> _Work instructions_
Transcribe every record without leaving anything out or changing a word.

========================================

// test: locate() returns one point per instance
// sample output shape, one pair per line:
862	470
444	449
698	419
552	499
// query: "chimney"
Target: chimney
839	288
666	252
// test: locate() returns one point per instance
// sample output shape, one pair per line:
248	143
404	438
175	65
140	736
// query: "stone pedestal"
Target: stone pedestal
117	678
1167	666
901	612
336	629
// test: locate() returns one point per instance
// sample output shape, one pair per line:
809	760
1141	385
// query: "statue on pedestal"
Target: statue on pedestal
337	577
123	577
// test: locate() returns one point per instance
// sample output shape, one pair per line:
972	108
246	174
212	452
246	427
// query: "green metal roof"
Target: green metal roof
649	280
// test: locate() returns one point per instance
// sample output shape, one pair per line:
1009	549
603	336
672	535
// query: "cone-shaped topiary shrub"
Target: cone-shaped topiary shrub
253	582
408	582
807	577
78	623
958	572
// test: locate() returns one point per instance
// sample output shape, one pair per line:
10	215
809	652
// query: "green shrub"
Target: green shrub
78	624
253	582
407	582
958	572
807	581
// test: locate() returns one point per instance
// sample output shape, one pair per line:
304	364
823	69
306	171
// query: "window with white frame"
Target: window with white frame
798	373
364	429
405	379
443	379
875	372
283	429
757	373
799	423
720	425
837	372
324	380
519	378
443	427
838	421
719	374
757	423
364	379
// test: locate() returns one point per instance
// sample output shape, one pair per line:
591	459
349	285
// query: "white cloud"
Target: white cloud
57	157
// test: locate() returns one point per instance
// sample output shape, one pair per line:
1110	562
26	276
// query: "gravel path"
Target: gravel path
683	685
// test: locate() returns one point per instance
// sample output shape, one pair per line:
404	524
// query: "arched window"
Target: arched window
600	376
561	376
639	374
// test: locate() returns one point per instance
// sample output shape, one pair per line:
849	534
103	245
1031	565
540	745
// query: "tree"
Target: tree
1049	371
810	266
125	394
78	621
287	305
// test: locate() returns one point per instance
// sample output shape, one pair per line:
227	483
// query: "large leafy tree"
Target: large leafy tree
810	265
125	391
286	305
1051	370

========================================

> _Answer for the task_
// test: locate() returns one point per instance
// sample output shape, one pair per line:
862	470
444	449
698	419
552	499
// query: "chimney"
Target: chimney
839	288
666	252
// test: locate() returns one point per instance
// sample output shape, one pair per line:
248	143
404	438
175	65
140	736
// query: "stone pedestal"
Target: stone pedestal
117	678
1167	666
901	612
336	629
// test: locate() returns one point per instance
// sample output shape, one pair per line:
809	760
1141	385
// query: "statue on pedestal"
Target: statue on pedestal
337	577
123	577
// test: locate() returns one point per instance
// sample output shape, one pair per line:
972	108
246	174
212	452
246	427
// query: "green metal roof"
Target: green metal roof
649	280
// test: locate() returns one point per instance
// sample output shape, one pair per line:
1009	549
603	336
672	535
// query: "cone-shaped topiary shrub"
Target: cone-shaped topiary shrub
253	582
408	582
807	577
78	623
958	572
// test: locate() returns one point per instance
// sample output shape, one pair per line:
10	215
809	652
// query: "green shrub"
Target: green shrub
78	624
253	582
407	582
958	572
807	581
// test: locate() returns one point per instance
// sample output shape, one pair per line:
304	364
823	69
306	171
// query: "window with white frame"
Target: window with white frame
798	373
364	429
405	379
443	379
875	372
283	429
757	373
799	423
720	425
837	372
324	380
519	378
443	427
838	421
719	374
757	423
364	379
// test: locate() returns one point per instance
// sample output shape, one pair per line:
591	459
349	285
// query: "white cloud"
Target: white cloud
57	157
// test: locate() returns one point per instance
// sample output shape, one pair per line:
1110	562
26	276
// query: "gravel path"
Target: gravel path
683	685
// test: locate() returns one point per instance
// sample output shape, one pair per line:
404	524
// query: "arched window"
Target: arched window
600	376
561	376
639	374
// test: locate() returns one point per instance
// sample output shape, one pair per line:
849	534
103	245
1031	565
540	745
// query: "tree"
Target: tree
1049	371
810	266
125	394
78	621
287	305
// test: locate() returns one point per instance
// sample output shape, one pair per line:
227	483
// query: "large leafy tree"
Target: large leafy tree
810	265
125	391
286	305
1051	370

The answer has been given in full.